STATED PROBLEM => Copy out the material starting at the line that contains "Every instance of the building" and ending at the line that contains "[(138, 129), (69, 82), (17, 104)]", with the requests kept as they are and every x and y coordinate in the answers shifted up by 129.
Begin MATERIAL SUPPLIED
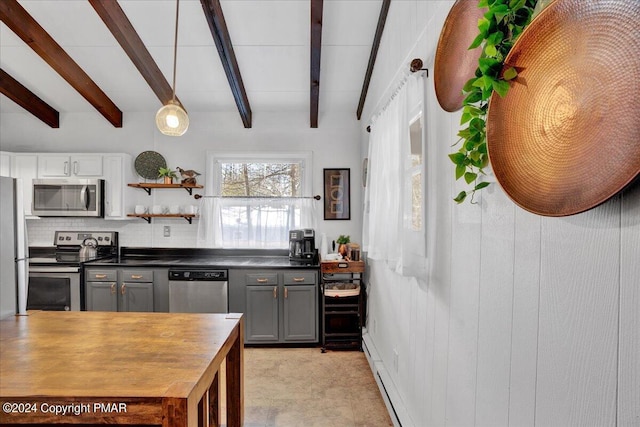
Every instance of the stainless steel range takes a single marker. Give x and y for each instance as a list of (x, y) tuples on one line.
[(54, 273)]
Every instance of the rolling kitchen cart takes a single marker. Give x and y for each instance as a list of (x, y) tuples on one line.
[(342, 288)]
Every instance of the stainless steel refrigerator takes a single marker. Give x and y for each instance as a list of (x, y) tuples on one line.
[(14, 265)]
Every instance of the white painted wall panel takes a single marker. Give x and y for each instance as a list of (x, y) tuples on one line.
[(522, 337), (463, 316), (579, 293), (629, 368), (524, 330), (495, 308)]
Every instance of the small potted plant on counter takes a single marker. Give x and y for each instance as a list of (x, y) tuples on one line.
[(167, 174), (342, 242)]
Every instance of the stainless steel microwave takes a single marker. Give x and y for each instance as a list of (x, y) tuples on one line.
[(68, 197)]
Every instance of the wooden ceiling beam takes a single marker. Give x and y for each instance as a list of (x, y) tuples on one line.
[(316, 47), (25, 27), (28, 100), (218, 27), (382, 19), (117, 22)]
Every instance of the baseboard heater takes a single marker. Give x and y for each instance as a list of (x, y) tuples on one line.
[(378, 370), (396, 421)]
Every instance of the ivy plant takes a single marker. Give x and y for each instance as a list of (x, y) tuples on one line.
[(498, 29)]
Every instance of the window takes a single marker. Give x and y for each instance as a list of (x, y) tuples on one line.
[(256, 199)]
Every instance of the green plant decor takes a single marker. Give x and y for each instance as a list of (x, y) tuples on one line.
[(166, 172), (501, 25)]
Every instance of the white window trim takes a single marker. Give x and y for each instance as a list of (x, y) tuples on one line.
[(214, 159)]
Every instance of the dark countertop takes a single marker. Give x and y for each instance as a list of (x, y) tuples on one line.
[(194, 258)]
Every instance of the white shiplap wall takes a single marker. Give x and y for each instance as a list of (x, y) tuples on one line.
[(525, 320)]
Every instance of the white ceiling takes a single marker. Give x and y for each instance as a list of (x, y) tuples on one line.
[(271, 40)]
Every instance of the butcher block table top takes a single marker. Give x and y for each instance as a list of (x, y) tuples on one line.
[(123, 368)]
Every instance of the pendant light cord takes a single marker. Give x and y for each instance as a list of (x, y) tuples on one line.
[(175, 51)]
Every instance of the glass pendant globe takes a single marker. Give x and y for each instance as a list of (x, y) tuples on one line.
[(172, 120)]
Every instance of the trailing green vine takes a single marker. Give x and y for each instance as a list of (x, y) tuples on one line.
[(501, 25)]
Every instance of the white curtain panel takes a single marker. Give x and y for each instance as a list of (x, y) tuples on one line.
[(383, 199), (252, 222)]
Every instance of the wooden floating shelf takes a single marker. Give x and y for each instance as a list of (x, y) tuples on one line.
[(147, 217), (148, 186)]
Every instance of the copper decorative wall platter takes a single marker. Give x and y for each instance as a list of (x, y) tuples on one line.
[(566, 137), (454, 63)]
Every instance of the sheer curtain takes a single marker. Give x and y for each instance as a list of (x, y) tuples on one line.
[(252, 222), (383, 222)]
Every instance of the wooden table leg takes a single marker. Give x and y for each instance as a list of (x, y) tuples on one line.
[(235, 380), (214, 402), (174, 412)]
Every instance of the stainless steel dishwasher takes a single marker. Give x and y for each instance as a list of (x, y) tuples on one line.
[(198, 290)]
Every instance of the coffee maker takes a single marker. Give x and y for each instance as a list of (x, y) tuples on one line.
[(302, 245)]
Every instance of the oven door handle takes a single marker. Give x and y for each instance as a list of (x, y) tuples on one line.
[(43, 269)]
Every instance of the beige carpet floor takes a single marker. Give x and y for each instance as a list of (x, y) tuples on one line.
[(291, 387)]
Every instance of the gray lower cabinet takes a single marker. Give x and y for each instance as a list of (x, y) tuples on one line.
[(119, 289), (281, 306)]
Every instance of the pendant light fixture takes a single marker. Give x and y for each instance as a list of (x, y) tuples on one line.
[(172, 119)]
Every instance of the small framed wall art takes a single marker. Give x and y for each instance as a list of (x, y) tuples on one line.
[(337, 194)]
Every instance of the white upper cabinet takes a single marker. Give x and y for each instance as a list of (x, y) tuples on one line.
[(25, 167), (65, 165), (118, 170)]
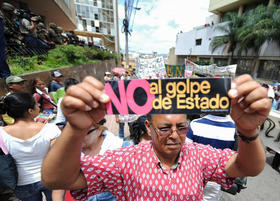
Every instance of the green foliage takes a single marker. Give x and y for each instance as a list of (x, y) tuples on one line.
[(203, 63), (64, 55), (249, 31)]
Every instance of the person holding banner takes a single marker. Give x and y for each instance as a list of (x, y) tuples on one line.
[(165, 168)]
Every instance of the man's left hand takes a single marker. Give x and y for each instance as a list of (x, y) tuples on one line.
[(250, 104)]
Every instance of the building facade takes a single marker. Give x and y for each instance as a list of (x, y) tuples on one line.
[(95, 19), (196, 44)]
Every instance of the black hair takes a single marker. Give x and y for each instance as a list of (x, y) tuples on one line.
[(138, 129), (69, 82), (17, 104)]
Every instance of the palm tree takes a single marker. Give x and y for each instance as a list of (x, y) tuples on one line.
[(260, 25), (229, 39)]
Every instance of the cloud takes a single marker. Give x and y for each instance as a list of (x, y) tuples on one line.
[(157, 23)]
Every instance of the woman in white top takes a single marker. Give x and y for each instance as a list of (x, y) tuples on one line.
[(28, 142)]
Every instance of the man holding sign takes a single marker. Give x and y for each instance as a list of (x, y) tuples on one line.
[(166, 168)]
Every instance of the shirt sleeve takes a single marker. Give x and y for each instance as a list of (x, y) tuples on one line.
[(102, 173), (215, 161)]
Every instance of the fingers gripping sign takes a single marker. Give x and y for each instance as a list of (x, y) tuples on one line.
[(84, 104), (250, 104)]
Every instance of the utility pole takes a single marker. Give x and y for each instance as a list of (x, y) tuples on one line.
[(126, 25)]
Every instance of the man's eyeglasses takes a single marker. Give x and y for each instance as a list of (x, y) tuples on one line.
[(182, 129)]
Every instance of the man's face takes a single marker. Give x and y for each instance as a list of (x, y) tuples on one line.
[(17, 87), (170, 145)]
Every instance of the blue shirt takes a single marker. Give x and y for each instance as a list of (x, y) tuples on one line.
[(215, 131)]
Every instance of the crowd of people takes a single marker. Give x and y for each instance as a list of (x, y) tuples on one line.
[(164, 157), (24, 33)]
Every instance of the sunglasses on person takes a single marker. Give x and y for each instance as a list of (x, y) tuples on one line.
[(182, 129)]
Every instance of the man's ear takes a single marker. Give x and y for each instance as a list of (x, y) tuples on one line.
[(148, 127)]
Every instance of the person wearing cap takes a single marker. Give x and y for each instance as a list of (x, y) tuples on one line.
[(52, 33), (28, 30), (167, 168), (107, 76), (4, 68), (56, 82), (15, 84), (60, 38)]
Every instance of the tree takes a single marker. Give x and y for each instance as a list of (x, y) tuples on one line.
[(260, 25), (229, 39)]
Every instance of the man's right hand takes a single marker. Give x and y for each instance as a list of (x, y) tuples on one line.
[(84, 104)]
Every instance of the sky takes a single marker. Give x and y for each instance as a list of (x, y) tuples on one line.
[(158, 21)]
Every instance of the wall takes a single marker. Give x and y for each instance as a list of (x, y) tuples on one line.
[(78, 72)]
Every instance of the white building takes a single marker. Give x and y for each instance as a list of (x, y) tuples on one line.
[(195, 45), (97, 19)]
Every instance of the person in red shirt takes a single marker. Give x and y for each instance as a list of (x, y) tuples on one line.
[(166, 168)]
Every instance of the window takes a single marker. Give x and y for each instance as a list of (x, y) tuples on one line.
[(198, 42)]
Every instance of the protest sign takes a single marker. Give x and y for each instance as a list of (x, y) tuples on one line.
[(211, 70), (169, 96), (175, 70), (149, 68)]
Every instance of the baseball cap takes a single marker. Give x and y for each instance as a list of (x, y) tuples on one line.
[(56, 74), (14, 79)]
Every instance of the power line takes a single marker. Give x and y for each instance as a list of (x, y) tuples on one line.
End MATERIAL SUPPLIED
RESULT FOR THIS EXERCISE =>
Every instance of the building facade takes a single marker. Give x and y for each instance as a list of (x, y) tuples on one line.
[(224, 148), (325, 173)]
Every instance of the black hair takes a single marker. Give x and y for each instance as a list of (x, y) tuples on one line.
[(267, 258), (198, 211), (146, 233)]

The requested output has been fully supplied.